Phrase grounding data
-------------------------

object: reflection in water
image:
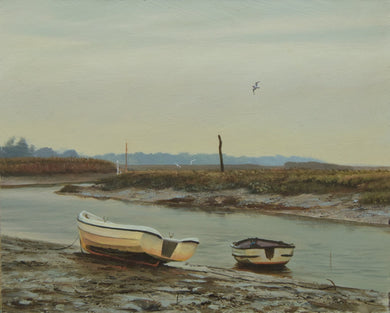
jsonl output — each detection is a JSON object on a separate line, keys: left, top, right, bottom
{"left": 1, "top": 186, "right": 390, "bottom": 292}
{"left": 233, "top": 263, "right": 293, "bottom": 279}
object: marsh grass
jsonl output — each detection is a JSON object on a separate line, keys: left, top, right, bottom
{"left": 359, "top": 191, "right": 390, "bottom": 205}
{"left": 2, "top": 158, "right": 389, "bottom": 205}
{"left": 100, "top": 168, "right": 390, "bottom": 205}
{"left": 0, "top": 157, "right": 116, "bottom": 176}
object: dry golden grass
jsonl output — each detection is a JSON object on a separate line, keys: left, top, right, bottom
{"left": 100, "top": 168, "right": 390, "bottom": 204}
{"left": 2, "top": 159, "right": 389, "bottom": 204}
{"left": 0, "top": 157, "right": 116, "bottom": 176}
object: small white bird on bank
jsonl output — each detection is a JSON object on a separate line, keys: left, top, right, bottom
{"left": 252, "top": 81, "right": 261, "bottom": 94}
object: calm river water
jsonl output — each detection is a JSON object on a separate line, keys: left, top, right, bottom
{"left": 1, "top": 186, "right": 389, "bottom": 293}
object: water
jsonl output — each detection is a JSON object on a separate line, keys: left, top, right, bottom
{"left": 1, "top": 186, "right": 389, "bottom": 293}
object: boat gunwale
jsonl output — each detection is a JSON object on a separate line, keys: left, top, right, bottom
{"left": 231, "top": 237, "right": 295, "bottom": 249}
{"left": 77, "top": 216, "right": 165, "bottom": 239}
{"left": 77, "top": 212, "right": 200, "bottom": 244}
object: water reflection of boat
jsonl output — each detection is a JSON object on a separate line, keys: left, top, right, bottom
{"left": 231, "top": 237, "right": 295, "bottom": 267}
{"left": 233, "top": 263, "right": 293, "bottom": 278}
{"left": 77, "top": 211, "right": 199, "bottom": 266}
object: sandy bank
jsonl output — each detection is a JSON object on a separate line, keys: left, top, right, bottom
{"left": 2, "top": 236, "right": 388, "bottom": 313}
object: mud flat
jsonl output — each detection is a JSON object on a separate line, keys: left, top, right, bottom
{"left": 68, "top": 186, "right": 390, "bottom": 226}
{"left": 2, "top": 236, "right": 388, "bottom": 313}
{"left": 2, "top": 174, "right": 390, "bottom": 226}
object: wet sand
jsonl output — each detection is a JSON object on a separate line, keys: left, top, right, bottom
{"left": 2, "top": 236, "right": 388, "bottom": 313}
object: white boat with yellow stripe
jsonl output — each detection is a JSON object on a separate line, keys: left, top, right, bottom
{"left": 231, "top": 237, "right": 295, "bottom": 267}
{"left": 77, "top": 211, "right": 199, "bottom": 266}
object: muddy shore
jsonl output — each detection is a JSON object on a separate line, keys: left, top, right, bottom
{"left": 67, "top": 185, "right": 390, "bottom": 227}
{"left": 2, "top": 236, "right": 388, "bottom": 313}
{"left": 2, "top": 174, "right": 390, "bottom": 226}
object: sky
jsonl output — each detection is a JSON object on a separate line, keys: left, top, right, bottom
{"left": 1, "top": 0, "right": 389, "bottom": 165}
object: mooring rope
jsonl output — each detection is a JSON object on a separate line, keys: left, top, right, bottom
{"left": 50, "top": 235, "right": 79, "bottom": 250}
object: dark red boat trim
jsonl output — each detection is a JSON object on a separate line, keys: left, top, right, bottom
{"left": 232, "top": 237, "right": 295, "bottom": 249}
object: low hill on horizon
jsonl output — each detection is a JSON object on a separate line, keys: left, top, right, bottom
{"left": 93, "top": 152, "right": 322, "bottom": 167}
{"left": 0, "top": 136, "right": 322, "bottom": 167}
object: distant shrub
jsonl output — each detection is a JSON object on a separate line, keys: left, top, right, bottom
{"left": 59, "top": 184, "right": 81, "bottom": 193}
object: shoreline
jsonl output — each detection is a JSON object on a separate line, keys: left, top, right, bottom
{"left": 0, "top": 173, "right": 114, "bottom": 187}
{"left": 66, "top": 185, "right": 390, "bottom": 227}
{"left": 2, "top": 174, "right": 390, "bottom": 226}
{"left": 2, "top": 175, "right": 389, "bottom": 312}
{"left": 2, "top": 236, "right": 388, "bottom": 312}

-------------------------

> **TASK OBJECTIVE**
Only the lines from the one containing "object: sky" through the end of the records above belong in the output, each exactly as it stands, both ends included.

> **THE COMPLETED TASK**
object: sky
jsonl output — each detection is a JSON object on a separate line, keys: left, top, right, bottom
{"left": 1, "top": 0, "right": 389, "bottom": 165}
object: mooring rope
jsonl output — each detection is a JSON object on a separate line, keys: left, top, right, bottom
{"left": 50, "top": 235, "right": 79, "bottom": 250}
object: dark red boat trim
jsonl output — each detection is a JSON object on a separate line, keys: left, top, right, bottom
{"left": 232, "top": 237, "right": 295, "bottom": 249}
object: low hill on horizon
jsonl output — each detection is a JSON object on a separate line, keys: left, top, right, bottom
{"left": 93, "top": 152, "right": 322, "bottom": 167}
{"left": 0, "top": 136, "right": 322, "bottom": 167}
object: distant shrub
jsonl output — each detection is a JSON object on a separate line, keys: left, top, right, bottom
{"left": 59, "top": 184, "right": 81, "bottom": 193}
object: shoreline
jsonl output — each detection is a JSON object on a separate line, keys: left, top, right, bottom
{"left": 0, "top": 173, "right": 114, "bottom": 187}
{"left": 66, "top": 185, "right": 390, "bottom": 227}
{"left": 2, "top": 174, "right": 390, "bottom": 226}
{"left": 2, "top": 175, "right": 389, "bottom": 312}
{"left": 2, "top": 236, "right": 388, "bottom": 312}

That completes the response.